Exercise directions => What do you get if you shift every bounding-box coordinate in the answers up by 111? Rewrite the listing from the line with "hoof in this UI." to the line with "xmin=195 ymin=225 xmax=207 ymax=233", including the requests, with each coordinate offset this way.

Lines of data
====

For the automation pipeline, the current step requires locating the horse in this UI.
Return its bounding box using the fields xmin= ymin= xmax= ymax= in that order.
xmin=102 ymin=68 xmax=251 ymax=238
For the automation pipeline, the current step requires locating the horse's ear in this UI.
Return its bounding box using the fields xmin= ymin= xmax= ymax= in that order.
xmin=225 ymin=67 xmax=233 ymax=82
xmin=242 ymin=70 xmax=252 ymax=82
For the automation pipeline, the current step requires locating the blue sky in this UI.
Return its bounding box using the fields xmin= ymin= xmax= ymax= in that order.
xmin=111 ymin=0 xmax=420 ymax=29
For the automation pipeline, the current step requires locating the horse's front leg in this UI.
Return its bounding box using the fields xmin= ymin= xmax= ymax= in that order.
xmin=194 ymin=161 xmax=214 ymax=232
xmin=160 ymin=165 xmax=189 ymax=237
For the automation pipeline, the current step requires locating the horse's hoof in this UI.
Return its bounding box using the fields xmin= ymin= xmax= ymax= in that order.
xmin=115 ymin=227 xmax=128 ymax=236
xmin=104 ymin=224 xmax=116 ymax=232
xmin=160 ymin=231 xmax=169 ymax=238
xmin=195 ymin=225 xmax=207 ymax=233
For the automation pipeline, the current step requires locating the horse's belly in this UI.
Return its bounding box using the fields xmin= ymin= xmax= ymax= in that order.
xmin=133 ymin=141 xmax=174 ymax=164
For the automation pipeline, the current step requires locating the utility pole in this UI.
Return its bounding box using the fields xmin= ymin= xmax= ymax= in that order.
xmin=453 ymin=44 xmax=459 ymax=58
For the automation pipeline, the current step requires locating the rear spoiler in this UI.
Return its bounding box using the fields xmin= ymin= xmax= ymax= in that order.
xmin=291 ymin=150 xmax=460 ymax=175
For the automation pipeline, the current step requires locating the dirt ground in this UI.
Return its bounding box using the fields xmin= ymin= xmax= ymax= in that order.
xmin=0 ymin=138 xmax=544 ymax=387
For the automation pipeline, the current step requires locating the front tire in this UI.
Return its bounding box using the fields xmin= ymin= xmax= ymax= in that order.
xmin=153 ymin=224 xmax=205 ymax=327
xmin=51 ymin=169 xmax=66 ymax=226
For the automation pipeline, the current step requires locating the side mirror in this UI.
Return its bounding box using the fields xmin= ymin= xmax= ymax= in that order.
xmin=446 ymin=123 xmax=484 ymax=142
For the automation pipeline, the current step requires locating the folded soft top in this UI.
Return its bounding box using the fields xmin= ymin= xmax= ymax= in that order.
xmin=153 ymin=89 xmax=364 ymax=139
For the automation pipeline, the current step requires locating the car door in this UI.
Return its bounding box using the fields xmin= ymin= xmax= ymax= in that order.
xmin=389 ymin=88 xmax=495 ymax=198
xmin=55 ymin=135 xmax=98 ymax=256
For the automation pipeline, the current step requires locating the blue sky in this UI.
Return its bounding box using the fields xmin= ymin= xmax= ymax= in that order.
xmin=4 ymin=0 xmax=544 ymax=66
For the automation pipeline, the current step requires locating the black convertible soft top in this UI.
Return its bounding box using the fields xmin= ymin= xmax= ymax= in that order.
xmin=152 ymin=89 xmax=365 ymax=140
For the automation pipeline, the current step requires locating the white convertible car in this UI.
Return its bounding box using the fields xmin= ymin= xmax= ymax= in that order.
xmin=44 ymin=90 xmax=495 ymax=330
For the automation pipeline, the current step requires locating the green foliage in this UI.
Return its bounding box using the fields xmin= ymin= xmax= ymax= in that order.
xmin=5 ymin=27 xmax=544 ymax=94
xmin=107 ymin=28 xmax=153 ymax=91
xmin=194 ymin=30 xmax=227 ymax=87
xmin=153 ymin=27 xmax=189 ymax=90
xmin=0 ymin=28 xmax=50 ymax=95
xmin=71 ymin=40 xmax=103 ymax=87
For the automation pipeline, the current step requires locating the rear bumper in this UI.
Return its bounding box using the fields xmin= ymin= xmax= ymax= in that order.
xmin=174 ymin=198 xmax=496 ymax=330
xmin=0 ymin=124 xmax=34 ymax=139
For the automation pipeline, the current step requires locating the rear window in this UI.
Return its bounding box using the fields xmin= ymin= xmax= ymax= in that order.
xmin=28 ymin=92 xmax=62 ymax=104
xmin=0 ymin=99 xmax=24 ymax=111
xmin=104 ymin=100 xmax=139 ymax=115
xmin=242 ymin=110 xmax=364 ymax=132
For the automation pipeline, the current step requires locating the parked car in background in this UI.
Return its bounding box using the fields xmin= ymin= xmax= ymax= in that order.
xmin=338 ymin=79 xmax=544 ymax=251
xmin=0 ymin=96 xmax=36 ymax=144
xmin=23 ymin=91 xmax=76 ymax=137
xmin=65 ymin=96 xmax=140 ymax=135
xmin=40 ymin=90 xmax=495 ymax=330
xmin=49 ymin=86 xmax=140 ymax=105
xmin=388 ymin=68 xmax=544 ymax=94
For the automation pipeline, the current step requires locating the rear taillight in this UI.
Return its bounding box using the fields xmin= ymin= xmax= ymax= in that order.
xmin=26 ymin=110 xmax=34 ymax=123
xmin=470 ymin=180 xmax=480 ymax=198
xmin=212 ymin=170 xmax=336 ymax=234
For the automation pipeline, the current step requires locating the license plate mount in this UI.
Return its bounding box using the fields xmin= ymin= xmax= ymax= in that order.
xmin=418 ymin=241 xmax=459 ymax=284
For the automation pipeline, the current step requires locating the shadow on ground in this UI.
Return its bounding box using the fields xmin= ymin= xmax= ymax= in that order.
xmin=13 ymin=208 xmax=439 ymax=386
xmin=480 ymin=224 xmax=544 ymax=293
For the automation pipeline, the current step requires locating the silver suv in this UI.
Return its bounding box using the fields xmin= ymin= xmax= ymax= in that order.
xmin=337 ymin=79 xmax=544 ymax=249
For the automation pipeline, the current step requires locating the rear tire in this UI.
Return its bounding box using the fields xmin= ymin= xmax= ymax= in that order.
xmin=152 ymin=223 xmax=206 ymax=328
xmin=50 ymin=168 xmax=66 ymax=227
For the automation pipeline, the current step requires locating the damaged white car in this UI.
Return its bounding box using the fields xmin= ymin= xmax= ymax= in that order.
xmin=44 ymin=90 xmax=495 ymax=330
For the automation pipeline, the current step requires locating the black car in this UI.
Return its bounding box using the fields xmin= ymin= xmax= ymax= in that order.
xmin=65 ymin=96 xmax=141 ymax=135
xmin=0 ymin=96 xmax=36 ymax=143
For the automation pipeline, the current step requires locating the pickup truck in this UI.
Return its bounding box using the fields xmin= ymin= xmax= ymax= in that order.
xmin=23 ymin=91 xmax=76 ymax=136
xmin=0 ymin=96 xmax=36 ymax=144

====

Solution to the problem =>
For the automation pipeline, the current step requires locating the horse's hoof in this UI.
Return its bounding box using the fields xmin= ymin= xmax= ymax= in that order.
xmin=226 ymin=338 xmax=239 ymax=347
xmin=215 ymin=335 xmax=227 ymax=343
xmin=271 ymin=342 xmax=280 ymax=349
xmin=306 ymin=336 xmax=318 ymax=344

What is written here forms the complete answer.